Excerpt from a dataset

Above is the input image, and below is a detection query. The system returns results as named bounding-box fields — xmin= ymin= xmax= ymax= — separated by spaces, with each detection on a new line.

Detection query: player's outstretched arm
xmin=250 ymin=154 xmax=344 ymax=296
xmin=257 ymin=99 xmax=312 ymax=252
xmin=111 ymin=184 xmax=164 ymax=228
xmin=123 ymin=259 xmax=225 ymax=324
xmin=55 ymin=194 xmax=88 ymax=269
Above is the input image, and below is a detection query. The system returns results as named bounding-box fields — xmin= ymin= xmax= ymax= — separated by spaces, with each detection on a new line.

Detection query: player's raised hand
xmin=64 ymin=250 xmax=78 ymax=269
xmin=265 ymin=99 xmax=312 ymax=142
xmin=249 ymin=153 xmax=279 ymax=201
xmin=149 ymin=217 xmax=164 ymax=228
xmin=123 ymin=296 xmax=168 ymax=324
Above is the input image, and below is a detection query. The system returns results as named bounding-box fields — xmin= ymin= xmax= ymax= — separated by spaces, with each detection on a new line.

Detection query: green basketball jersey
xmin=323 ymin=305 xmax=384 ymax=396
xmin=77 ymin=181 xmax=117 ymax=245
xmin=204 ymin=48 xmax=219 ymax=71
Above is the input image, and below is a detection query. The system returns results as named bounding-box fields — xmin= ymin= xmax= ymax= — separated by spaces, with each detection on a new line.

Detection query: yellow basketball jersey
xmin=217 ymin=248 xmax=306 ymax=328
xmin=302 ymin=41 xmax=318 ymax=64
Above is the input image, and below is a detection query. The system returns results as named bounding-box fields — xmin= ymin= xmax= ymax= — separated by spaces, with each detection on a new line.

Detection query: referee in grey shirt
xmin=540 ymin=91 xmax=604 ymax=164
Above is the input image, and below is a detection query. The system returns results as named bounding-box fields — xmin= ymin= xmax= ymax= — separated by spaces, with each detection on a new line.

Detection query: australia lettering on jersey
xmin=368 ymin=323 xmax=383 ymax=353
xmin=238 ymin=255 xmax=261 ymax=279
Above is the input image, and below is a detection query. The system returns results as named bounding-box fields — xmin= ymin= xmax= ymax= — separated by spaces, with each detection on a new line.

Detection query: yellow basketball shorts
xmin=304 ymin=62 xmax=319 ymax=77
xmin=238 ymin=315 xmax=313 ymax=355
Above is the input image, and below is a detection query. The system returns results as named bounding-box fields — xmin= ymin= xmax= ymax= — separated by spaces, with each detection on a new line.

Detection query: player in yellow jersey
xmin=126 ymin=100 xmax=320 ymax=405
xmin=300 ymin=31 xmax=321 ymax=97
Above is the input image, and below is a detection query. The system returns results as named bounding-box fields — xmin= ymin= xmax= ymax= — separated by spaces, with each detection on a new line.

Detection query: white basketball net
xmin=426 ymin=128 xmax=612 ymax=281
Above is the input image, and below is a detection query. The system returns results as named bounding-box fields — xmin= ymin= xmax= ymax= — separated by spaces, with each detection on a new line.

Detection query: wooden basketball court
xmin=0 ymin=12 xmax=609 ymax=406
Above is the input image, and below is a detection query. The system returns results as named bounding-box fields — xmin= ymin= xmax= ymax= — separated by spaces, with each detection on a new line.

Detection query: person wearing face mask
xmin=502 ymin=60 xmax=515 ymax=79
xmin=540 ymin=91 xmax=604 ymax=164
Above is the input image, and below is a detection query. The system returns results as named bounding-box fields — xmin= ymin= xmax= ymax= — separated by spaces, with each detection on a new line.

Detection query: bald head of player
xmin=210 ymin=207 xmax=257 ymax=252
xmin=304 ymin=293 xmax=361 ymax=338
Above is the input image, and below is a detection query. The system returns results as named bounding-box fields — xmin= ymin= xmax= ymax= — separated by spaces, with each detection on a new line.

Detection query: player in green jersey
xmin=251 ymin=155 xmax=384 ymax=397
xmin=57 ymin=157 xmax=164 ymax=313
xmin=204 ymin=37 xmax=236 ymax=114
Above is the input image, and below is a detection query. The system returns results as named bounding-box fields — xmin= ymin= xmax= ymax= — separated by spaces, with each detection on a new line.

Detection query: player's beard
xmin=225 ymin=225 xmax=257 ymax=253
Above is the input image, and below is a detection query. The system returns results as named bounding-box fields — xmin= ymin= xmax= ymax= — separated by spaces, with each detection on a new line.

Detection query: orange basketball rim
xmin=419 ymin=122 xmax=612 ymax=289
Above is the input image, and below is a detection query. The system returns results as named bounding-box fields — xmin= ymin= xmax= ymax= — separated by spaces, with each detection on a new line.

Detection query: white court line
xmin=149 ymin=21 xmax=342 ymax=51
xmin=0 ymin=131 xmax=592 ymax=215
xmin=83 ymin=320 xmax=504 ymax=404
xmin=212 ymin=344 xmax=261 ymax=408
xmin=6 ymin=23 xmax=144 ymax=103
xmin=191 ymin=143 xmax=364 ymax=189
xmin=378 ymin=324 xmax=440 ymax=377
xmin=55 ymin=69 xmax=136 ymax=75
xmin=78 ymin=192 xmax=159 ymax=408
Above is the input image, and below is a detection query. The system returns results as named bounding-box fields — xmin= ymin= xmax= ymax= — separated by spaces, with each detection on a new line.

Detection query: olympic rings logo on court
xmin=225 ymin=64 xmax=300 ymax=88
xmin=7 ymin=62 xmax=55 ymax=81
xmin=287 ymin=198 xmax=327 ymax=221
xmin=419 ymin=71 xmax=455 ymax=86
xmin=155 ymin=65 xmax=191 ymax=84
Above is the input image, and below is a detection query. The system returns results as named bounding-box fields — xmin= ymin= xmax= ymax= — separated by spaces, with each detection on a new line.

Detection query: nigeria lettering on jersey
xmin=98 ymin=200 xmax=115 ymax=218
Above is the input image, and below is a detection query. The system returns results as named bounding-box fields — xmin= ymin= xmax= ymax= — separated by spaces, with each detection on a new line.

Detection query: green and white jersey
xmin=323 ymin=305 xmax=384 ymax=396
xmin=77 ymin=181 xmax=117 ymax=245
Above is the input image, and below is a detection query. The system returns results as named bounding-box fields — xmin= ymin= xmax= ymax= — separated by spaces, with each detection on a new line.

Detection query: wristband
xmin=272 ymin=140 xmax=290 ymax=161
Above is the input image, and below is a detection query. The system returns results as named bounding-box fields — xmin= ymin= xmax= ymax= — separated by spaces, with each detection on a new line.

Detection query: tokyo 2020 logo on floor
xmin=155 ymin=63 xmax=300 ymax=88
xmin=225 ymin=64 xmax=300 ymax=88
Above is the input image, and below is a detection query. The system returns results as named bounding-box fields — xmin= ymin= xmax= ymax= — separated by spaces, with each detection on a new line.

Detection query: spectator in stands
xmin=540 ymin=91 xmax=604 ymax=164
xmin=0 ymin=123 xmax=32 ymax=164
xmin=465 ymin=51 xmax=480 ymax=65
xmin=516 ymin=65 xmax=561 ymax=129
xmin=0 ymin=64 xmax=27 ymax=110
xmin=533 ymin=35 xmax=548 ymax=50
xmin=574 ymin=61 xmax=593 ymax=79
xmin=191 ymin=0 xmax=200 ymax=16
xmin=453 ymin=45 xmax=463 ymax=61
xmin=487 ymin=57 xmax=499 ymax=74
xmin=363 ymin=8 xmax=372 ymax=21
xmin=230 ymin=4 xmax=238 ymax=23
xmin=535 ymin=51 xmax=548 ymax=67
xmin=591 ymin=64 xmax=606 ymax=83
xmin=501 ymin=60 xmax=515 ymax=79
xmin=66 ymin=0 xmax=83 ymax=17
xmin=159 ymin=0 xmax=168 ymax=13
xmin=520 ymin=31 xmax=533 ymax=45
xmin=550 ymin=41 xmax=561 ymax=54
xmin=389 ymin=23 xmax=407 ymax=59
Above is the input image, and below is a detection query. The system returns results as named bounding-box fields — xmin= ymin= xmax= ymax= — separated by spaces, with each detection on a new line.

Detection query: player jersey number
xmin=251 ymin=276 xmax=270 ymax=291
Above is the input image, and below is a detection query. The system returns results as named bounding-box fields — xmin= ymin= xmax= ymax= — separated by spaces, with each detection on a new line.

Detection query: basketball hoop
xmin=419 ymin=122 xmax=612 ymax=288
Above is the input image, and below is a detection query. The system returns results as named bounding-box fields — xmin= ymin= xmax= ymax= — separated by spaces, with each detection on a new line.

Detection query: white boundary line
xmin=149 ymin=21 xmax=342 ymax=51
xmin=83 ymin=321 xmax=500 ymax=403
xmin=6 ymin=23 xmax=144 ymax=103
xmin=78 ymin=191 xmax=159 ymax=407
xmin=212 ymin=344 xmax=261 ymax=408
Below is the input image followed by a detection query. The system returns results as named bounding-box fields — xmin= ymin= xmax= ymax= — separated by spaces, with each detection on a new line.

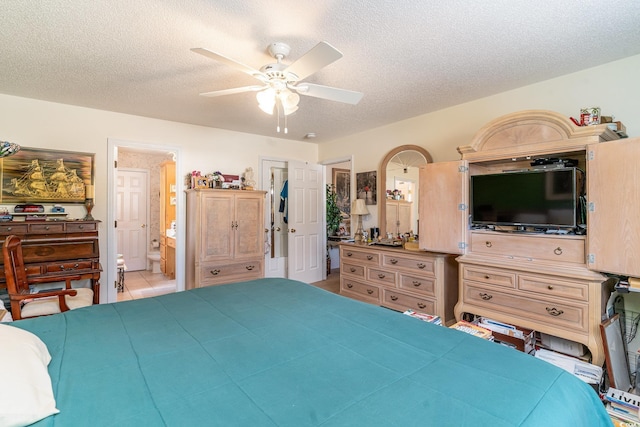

■ WHAT TO WORK ON
Copy the material from its start through the line containing "xmin=204 ymin=48 xmax=219 ymax=71", both ends included, with every line and request kept in place. In the answers, multiply each bounding-box coordinate by 2 and round to whole numbers, halves going up.

■ EXERCISE ANSWER
Above is the input image, and below is a detection query. The system returns results as named bounding-box fields — xmin= ymin= xmax= ymax= — separated by spaces, with each detection on a new line.

Detection query: player's outstretched arm
xmin=500 ymin=308 xmax=688 ymax=592
xmin=514 ymin=198 xmax=624 ymax=504
xmin=222 ymin=368 xmax=328 ymax=456
xmin=246 ymin=518 xmax=450 ymax=648
xmin=110 ymin=388 xmax=176 ymax=538
Above is the input image, and below is a detection query. The system returns results as named bounding-box fields — xmin= ymin= xmax= ymax= — separated by spaces, with each detection on a new line.

Detection query: player's raised hand
xmin=128 ymin=500 xmax=156 ymax=538
xmin=530 ymin=198 xmax=624 ymax=284
xmin=498 ymin=306 xmax=558 ymax=402
xmin=298 ymin=434 xmax=328 ymax=456
xmin=246 ymin=592 xmax=336 ymax=648
Above is the input image, and below is a detection query. The system returns results as named bounding-box fields — xmin= ymin= xmax= ymax= — separated by spaces, with each detection on a new line.

Detection query: green basketball jersey
xmin=646 ymin=610 xmax=768 ymax=792
xmin=154 ymin=362 xmax=234 ymax=490
xmin=408 ymin=96 xmax=438 ymax=142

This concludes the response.